----- Input data -----

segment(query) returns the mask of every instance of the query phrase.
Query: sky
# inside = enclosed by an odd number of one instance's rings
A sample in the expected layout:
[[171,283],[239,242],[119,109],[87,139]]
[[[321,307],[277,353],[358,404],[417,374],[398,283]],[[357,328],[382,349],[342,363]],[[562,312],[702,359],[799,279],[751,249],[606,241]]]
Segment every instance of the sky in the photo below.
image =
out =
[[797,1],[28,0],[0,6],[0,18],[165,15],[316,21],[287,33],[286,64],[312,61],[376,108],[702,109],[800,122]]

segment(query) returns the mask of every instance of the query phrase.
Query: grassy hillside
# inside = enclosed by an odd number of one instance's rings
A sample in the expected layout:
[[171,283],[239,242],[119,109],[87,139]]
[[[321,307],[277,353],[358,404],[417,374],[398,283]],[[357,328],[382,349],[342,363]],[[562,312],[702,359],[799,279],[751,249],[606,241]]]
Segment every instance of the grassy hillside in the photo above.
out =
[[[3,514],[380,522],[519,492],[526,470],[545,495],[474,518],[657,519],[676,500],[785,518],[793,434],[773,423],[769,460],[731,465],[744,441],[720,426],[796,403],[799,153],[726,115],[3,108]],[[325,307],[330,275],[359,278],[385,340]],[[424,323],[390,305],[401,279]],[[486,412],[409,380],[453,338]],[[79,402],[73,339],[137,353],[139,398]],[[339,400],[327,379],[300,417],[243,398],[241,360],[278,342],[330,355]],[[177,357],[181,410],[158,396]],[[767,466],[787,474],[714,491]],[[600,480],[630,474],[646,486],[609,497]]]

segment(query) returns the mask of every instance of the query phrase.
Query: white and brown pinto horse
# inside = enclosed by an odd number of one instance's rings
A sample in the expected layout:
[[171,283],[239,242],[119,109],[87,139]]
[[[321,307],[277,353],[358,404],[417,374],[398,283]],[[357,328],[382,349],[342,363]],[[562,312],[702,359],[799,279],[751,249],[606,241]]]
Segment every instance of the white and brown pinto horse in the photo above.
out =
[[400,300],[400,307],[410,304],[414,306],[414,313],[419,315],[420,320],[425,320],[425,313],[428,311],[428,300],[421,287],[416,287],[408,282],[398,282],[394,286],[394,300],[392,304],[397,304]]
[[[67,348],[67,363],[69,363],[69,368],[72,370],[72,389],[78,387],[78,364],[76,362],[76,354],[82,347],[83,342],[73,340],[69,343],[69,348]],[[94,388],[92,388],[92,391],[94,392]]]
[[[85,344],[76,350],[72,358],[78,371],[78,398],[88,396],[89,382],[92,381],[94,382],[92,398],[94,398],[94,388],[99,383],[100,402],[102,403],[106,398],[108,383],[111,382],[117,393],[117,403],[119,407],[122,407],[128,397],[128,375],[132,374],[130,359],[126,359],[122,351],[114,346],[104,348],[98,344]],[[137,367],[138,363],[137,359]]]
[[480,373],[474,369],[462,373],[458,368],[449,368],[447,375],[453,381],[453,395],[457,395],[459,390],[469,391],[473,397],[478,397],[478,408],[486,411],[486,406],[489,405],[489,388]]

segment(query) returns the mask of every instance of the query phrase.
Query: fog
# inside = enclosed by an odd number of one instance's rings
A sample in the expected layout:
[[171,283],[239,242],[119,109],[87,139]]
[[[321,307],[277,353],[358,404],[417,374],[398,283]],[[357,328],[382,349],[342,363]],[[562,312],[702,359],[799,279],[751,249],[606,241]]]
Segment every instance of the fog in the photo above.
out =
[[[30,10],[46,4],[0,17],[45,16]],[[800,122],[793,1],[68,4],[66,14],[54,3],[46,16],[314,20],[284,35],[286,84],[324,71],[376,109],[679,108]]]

-----
----- Input data -----

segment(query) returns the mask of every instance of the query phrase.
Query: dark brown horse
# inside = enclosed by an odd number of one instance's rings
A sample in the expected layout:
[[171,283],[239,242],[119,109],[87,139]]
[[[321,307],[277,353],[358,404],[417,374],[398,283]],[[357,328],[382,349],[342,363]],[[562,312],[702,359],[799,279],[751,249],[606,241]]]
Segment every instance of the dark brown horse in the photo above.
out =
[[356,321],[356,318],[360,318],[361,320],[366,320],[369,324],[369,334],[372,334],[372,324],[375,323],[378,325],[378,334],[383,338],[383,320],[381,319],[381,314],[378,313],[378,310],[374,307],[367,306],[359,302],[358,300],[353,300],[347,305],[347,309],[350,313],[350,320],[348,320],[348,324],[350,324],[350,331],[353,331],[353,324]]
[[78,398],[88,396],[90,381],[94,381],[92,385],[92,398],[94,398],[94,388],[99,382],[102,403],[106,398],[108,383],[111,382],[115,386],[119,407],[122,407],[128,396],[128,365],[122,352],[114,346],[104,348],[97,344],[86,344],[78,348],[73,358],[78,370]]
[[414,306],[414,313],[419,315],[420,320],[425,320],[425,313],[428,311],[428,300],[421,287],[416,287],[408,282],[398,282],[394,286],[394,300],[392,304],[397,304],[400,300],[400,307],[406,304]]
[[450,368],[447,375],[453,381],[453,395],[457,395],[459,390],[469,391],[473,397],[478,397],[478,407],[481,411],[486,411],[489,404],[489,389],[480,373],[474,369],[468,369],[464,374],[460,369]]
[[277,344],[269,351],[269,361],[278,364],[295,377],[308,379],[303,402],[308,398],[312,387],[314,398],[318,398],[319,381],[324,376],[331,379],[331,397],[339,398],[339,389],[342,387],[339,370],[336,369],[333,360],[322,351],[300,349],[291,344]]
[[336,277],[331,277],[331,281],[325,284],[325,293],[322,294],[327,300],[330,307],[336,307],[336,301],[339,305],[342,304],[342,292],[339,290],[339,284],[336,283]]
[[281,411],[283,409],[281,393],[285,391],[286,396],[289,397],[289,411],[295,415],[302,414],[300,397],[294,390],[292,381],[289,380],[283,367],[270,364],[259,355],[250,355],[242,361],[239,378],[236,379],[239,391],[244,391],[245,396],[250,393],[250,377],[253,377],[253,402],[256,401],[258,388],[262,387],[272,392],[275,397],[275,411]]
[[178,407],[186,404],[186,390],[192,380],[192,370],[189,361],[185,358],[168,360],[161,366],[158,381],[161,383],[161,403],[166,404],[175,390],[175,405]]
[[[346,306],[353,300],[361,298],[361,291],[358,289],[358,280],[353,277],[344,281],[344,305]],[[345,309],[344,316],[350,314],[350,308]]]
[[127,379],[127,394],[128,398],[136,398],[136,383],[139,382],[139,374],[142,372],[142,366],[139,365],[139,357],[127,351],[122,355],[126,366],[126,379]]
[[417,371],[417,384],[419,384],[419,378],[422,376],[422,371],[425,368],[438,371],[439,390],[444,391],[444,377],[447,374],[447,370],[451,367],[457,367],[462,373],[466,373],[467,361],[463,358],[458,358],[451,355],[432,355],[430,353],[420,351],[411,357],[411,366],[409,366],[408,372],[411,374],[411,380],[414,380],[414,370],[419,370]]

-----
----- Input data -----

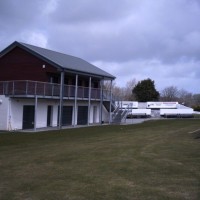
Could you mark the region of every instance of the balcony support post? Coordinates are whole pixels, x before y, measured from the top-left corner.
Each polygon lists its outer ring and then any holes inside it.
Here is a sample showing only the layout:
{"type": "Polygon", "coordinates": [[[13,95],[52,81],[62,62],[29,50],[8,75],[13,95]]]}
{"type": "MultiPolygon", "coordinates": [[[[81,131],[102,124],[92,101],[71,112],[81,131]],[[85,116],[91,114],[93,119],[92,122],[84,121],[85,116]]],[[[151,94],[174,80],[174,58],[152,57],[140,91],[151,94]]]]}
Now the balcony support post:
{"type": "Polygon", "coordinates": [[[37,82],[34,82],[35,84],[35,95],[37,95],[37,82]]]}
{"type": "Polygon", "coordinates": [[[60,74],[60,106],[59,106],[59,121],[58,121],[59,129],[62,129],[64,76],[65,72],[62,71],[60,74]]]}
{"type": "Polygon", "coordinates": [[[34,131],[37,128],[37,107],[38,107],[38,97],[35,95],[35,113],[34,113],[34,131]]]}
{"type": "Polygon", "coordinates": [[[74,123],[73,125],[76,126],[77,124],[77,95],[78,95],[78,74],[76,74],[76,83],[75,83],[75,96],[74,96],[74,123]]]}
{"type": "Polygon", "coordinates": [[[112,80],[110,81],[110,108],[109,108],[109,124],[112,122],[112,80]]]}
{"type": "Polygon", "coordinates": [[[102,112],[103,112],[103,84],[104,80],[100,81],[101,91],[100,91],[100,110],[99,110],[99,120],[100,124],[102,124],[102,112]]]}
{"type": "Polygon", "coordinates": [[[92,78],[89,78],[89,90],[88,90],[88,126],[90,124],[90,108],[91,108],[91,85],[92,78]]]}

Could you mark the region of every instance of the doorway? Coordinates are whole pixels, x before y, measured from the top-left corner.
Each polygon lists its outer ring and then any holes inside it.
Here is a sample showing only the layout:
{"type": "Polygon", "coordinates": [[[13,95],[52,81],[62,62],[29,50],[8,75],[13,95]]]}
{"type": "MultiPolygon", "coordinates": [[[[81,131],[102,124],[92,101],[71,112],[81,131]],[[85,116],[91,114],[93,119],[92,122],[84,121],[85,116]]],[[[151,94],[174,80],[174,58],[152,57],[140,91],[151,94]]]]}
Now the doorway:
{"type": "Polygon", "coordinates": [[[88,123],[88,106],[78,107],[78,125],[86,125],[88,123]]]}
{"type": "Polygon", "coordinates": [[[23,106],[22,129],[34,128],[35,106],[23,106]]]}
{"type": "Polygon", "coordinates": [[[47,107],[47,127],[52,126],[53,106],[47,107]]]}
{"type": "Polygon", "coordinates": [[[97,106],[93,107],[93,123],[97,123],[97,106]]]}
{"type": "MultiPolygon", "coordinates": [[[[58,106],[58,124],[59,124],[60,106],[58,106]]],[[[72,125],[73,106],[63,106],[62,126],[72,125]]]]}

-----

:: Exercise aim ::
Tally the lines of the entries above that hold the word "pinto"; the number is the whole answer.

:: Solution ::
2